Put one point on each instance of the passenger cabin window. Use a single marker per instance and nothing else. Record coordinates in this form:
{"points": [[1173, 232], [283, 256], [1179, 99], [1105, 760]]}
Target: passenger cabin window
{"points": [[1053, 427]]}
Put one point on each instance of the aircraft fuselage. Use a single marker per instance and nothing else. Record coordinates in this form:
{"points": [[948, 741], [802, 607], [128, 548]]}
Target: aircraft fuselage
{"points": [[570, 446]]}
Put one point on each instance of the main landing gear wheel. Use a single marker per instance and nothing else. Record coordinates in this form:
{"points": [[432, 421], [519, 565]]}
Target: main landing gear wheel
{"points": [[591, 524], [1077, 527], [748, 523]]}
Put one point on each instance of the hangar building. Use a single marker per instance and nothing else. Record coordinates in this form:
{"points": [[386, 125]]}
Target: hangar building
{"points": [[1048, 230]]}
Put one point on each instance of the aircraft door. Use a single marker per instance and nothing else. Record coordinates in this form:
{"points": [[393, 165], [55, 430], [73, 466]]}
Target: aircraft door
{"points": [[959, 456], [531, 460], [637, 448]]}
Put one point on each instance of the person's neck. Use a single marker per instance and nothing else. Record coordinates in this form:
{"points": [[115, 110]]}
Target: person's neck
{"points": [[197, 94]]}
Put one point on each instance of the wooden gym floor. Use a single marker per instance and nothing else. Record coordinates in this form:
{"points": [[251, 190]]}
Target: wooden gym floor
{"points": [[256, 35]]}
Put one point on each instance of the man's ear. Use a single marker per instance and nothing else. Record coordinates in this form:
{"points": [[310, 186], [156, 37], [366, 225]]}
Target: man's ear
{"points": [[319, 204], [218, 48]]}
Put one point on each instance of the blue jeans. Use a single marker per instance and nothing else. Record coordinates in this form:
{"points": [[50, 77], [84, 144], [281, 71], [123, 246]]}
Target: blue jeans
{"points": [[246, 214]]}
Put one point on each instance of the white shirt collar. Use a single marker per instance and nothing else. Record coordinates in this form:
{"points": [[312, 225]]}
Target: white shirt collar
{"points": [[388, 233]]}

******************************

§ What you need to do
Copy each line of the data above without altering a single character.

§ Exercise solution
Put one point on each instance of the passenger cabin window. Use a single marker per instance and nothing else. Record coordinates in this form:
{"points": [[1173, 232], [283, 256], [1179, 99], [1105, 760]]}
Target: passenger cabin window
{"points": [[1053, 427]]}
Put one point on each instance of the aircraft fuselage. Use a single marker per instance and nothing else. Record coordinates in this form:
{"points": [[948, 741], [802, 607], [128, 548]]}
Target: aircraft fuselage
{"points": [[570, 446]]}
Put one point on each instance of the main landing gear wheel. Use a single marker per instance and nothing else. Record coordinates in this form:
{"points": [[432, 421], [519, 565]]}
Target: main landing gear wheel
{"points": [[591, 524], [1077, 527], [748, 523]]}
Put one point on each instance of the hangar building. Use a single marker per instance and nothing else. Record coordinates in this form:
{"points": [[386, 125]]}
Target: hangar building
{"points": [[1048, 230]]}
Put one point on each instance of the aircraft door. Use a single marker per instance and nothing else. Record coordinates in this form:
{"points": [[393, 165], [55, 430], [73, 466]]}
Target: aircraft door
{"points": [[959, 456], [531, 460], [637, 448]]}
Put one point on each instance of the person's neck. Use a single marker per instance and nothing else. Record coordinates in this form:
{"points": [[115, 110]]}
Target: person's neck
{"points": [[197, 94]]}
Put one point on each instance of the wooden gym floor. Use a single marker per instance and nothing else. Record coordinates in this form:
{"points": [[251, 190]]}
Target: wooden gym floor
{"points": [[256, 35]]}
Put one point on each instance of the man's ear. Use a single marker per instance and nothing else. Record coordinates in this form:
{"points": [[310, 186], [156, 37], [366, 225]]}
Target: man's ear
{"points": [[319, 204], [218, 48]]}
Put one point on each instance of the blue jeans. Use a single marker per instance and nothing else. Record coordinates in this form:
{"points": [[50, 77], [84, 144], [281, 71], [123, 246]]}
Target: blue jeans
{"points": [[246, 214]]}
Put one point on each instance of the white shirt collar. Use a single marker per instance and nothing else. Record coordinates in this form:
{"points": [[312, 225]]}
Target: white shirt collar
{"points": [[388, 233]]}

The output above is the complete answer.